[Saved data entries]
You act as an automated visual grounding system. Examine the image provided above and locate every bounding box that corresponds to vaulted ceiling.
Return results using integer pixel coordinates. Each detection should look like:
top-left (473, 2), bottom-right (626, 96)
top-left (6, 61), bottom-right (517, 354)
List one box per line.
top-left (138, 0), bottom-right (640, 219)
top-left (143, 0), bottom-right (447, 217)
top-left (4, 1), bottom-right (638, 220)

Task item:
Take the entries above and repeat them. Alter nothing.

Reply to the exercise:
You act as an automated visual grounding system. Examine the image provided above and locate every bounding box that corresponds to vaulted ceiling.
Return results using integer pixel coordinates. Each detection should look like:
top-left (473, 2), bottom-right (626, 96)
top-left (6, 61), bottom-right (517, 354)
List one box per line.
top-left (138, 0), bottom-right (640, 219)
top-left (143, 0), bottom-right (447, 217)
top-left (4, 1), bottom-right (638, 220)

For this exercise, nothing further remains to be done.